EXERCISE TASK >> Please pull out each line of the listing that contains the string "wall" and copy those lines unchanged. Case counts when matching.

INFORMATION GIVEN >>
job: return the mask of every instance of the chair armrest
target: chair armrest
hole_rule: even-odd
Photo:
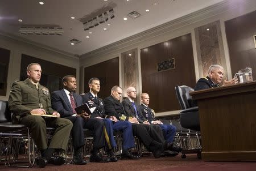
[[[180,110],[180,113],[187,113],[187,112],[194,112],[194,111],[195,112],[198,111],[198,106],[195,106],[193,108],[190,108],[181,110]]]

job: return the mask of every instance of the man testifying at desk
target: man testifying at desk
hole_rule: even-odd
[[[212,65],[209,67],[208,76],[200,78],[196,83],[195,91],[220,87],[220,84],[221,83],[224,75],[224,69],[221,66]],[[233,78],[230,80],[227,81],[226,78],[225,78],[223,82],[223,86],[237,83],[237,78]]]
[[[176,134],[176,127],[174,125],[169,124],[163,124],[160,121],[155,118],[155,112],[153,109],[150,109],[148,107],[150,97],[148,94],[146,93],[143,93],[141,95],[141,101],[142,104],[141,104],[140,112],[147,119],[147,121],[150,124],[156,124],[159,126],[162,129],[164,139],[170,144],[172,144],[174,141],[174,136]],[[170,149],[172,152],[169,151],[165,152],[167,155],[172,155],[175,156],[178,153],[181,152],[182,148],[180,147],[172,146]]]
[[[122,103],[120,102],[123,91],[115,86],[111,89],[111,95],[104,99],[104,108],[106,114],[115,116],[121,121],[129,121],[132,123],[133,134],[139,138],[146,147],[153,152],[155,158],[159,158],[162,152],[166,149],[167,144],[164,142],[161,129],[156,130],[150,125],[139,124],[134,117],[126,114]]]
[[[73,163],[75,164],[86,163],[82,157],[81,150],[84,145],[84,129],[93,132],[93,149],[90,156],[90,162],[108,162],[99,153],[99,149],[105,146],[104,122],[95,118],[89,118],[87,113],[76,113],[75,108],[82,105],[82,98],[75,93],[76,79],[75,76],[67,75],[62,79],[63,89],[52,93],[52,108],[60,113],[61,117],[73,122],[71,135],[74,146]]]
[[[106,132],[112,149],[110,152],[110,160],[116,161],[117,158],[114,155],[113,148],[116,147],[116,143],[114,138],[113,131],[121,131],[122,134],[122,152],[121,159],[138,159],[129,151],[129,149],[135,146],[131,124],[127,121],[119,121],[115,116],[108,116],[105,114],[103,100],[98,97],[98,93],[100,89],[100,80],[97,78],[92,78],[89,80],[90,92],[82,95],[83,103],[86,103],[91,108],[96,107],[96,109],[91,117],[99,119],[103,119],[105,123]],[[109,150],[110,150],[109,149]]]
[[[53,153],[55,149],[65,151],[72,123],[69,120],[59,118],[60,114],[52,109],[49,90],[39,84],[41,73],[39,64],[28,65],[27,68],[28,78],[13,84],[9,106],[13,113],[13,122],[24,124],[30,128],[32,137],[42,155],[36,159],[35,163],[39,167],[44,168],[48,163],[55,165],[65,163],[64,157],[53,156]],[[51,114],[56,117],[43,117],[32,114]],[[47,126],[55,128],[48,147]]]

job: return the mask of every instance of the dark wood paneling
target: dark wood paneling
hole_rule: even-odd
[[[20,64],[20,80],[27,78],[27,67],[31,63],[38,63],[41,65],[42,74],[40,83],[49,88],[50,92],[63,88],[61,80],[65,75],[76,75],[76,69],[23,54]]]
[[[175,69],[158,72],[156,65],[174,58]],[[150,97],[150,106],[156,112],[180,109],[174,87],[196,84],[191,35],[141,49],[142,92]]]
[[[199,108],[203,159],[255,161],[256,82],[191,95]]]
[[[98,93],[104,99],[110,95],[113,86],[119,85],[118,57],[109,59],[84,69],[84,92],[89,92],[89,80],[96,77],[100,80],[101,90]]]
[[[256,11],[225,22],[232,75],[250,67],[256,79],[256,49],[253,36],[256,35]]]
[[[10,50],[0,48],[0,96],[6,96]]]

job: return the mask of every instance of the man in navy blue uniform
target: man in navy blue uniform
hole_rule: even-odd
[[[201,78],[196,83],[195,91],[208,89],[213,87],[218,87],[223,79],[224,69],[218,65],[212,65],[208,70],[208,74],[207,77]],[[229,81],[225,78],[223,86],[231,85],[238,83],[237,78],[233,78]]]
[[[67,75],[62,79],[63,89],[52,92],[51,99],[52,108],[57,110],[62,118],[73,122],[71,130],[74,156],[73,162],[75,164],[85,164],[81,149],[84,145],[84,129],[88,129],[93,132],[93,149],[90,156],[90,162],[108,162],[108,159],[104,159],[99,153],[99,149],[105,146],[104,134],[104,122],[99,119],[90,118],[87,113],[76,113],[75,108],[82,105],[82,98],[75,93],[76,89],[76,79],[75,76]]]
[[[148,107],[150,97],[147,93],[143,93],[141,95],[141,101],[142,104],[140,106],[140,110],[143,116],[151,125],[156,124],[162,130],[164,139],[169,143],[172,143],[174,136],[176,133],[176,127],[171,125],[163,124],[163,123],[155,118],[155,112]],[[172,146],[172,150],[177,152],[181,151],[182,149],[175,146]]]
[[[109,150],[113,154],[113,148],[116,146],[113,131],[121,131],[123,139],[123,151],[121,154],[121,159],[138,159],[138,157],[133,155],[129,151],[129,148],[135,146],[133,138],[131,123],[129,121],[118,121],[115,117],[106,115],[104,110],[103,100],[98,97],[98,93],[100,90],[100,79],[97,78],[92,78],[89,80],[89,87],[90,92],[84,95],[81,95],[83,103],[86,103],[90,108],[96,108],[91,115],[92,118],[102,119],[105,123],[105,127],[108,135],[106,140],[109,139]],[[116,157],[110,156],[110,160],[116,161]]]

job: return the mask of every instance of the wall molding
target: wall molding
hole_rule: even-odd
[[[253,0],[225,0],[215,5],[170,22],[156,26],[145,31],[123,39],[108,45],[98,48],[80,55],[80,59],[92,58],[96,56],[106,55],[106,54],[116,53],[121,49],[125,49],[133,45],[146,41],[154,37],[159,36],[177,30],[180,28],[192,24],[208,18],[225,12],[228,10],[237,8],[246,3],[254,3]]]
[[[79,59],[79,57],[74,55],[73,54],[71,54],[70,53],[56,49],[49,46],[47,46],[40,43],[36,42],[35,41],[30,40],[28,39],[27,39],[26,38],[23,38],[22,37],[17,36],[12,34],[10,34],[9,33],[7,33],[6,32],[3,32],[1,30],[0,30],[0,35],[5,37],[6,38],[11,39],[13,41],[14,41],[15,42],[17,43],[23,43],[27,45],[32,45],[34,46],[36,46],[36,48],[39,48],[44,50],[49,50],[52,52],[57,53],[60,54],[64,55],[65,56],[73,58],[76,59]]]

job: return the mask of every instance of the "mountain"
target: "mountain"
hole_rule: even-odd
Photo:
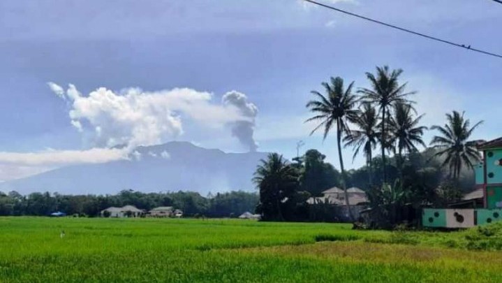
[[[141,191],[253,191],[253,173],[265,152],[226,153],[187,142],[139,147],[131,160],[75,165],[0,184],[0,191],[115,194]]]

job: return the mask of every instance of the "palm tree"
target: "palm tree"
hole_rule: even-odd
[[[253,182],[260,190],[260,210],[265,220],[283,220],[281,203],[298,186],[298,171],[276,153],[256,167]]]
[[[405,89],[407,83],[399,85],[398,79],[403,73],[403,70],[397,69],[390,71],[388,66],[376,67],[376,74],[374,75],[369,72],[366,73],[366,77],[371,84],[371,89],[362,88],[358,92],[362,94],[364,101],[378,106],[381,118],[381,135],[380,137],[380,145],[382,149],[382,163],[383,182],[387,182],[387,173],[385,170],[385,149],[388,148],[388,136],[387,131],[388,128],[386,124],[388,120],[386,117],[390,116],[390,107],[398,102],[409,103],[411,101],[406,99],[411,94],[415,92],[406,92]]]
[[[341,157],[341,138],[342,136],[350,132],[348,122],[357,119],[359,110],[355,108],[358,102],[357,96],[352,93],[352,88],[354,82],[344,88],[344,79],[340,77],[331,78],[331,84],[323,82],[325,95],[321,94],[319,92],[312,91],[312,94],[316,99],[311,100],[307,103],[307,108],[314,113],[314,116],[308,119],[309,121],[320,121],[320,123],[311,132],[311,135],[319,129],[323,128],[323,139],[325,140],[328,133],[333,128],[337,126],[337,143],[338,146],[338,157],[340,161],[340,169],[341,170],[341,187],[345,192],[345,203],[347,206],[347,211],[350,217],[352,214],[350,211],[348,203],[348,196],[347,187],[345,184],[345,169],[344,168],[344,159]]]
[[[475,147],[475,141],[468,140],[471,135],[483,121],[480,121],[472,127],[471,121],[457,111],[446,114],[447,124],[443,126],[433,126],[431,129],[438,130],[439,136],[435,136],[431,145],[439,151],[435,157],[446,156],[443,166],[448,165],[450,176],[458,180],[460,170],[464,165],[473,168],[473,161],[480,160],[480,155]]]
[[[362,147],[363,154],[366,157],[366,164],[368,166],[368,177],[371,186],[373,183],[371,172],[373,150],[376,147],[380,134],[378,131],[378,118],[376,110],[371,104],[363,103],[362,108],[360,115],[354,121],[357,129],[350,131],[350,133],[344,138],[344,141],[346,142],[345,147],[352,146],[354,149],[353,160]]]
[[[398,168],[401,174],[402,174],[403,153],[418,150],[415,145],[427,147],[422,140],[422,136],[427,127],[418,126],[424,115],[415,118],[413,111],[410,104],[398,102],[394,105],[393,115],[390,117],[389,121],[389,129],[392,132],[389,140],[391,145],[394,145],[394,149],[397,148]]]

RESPONSE >>
job: return the mask of every instance of the wall molding
target: wall molding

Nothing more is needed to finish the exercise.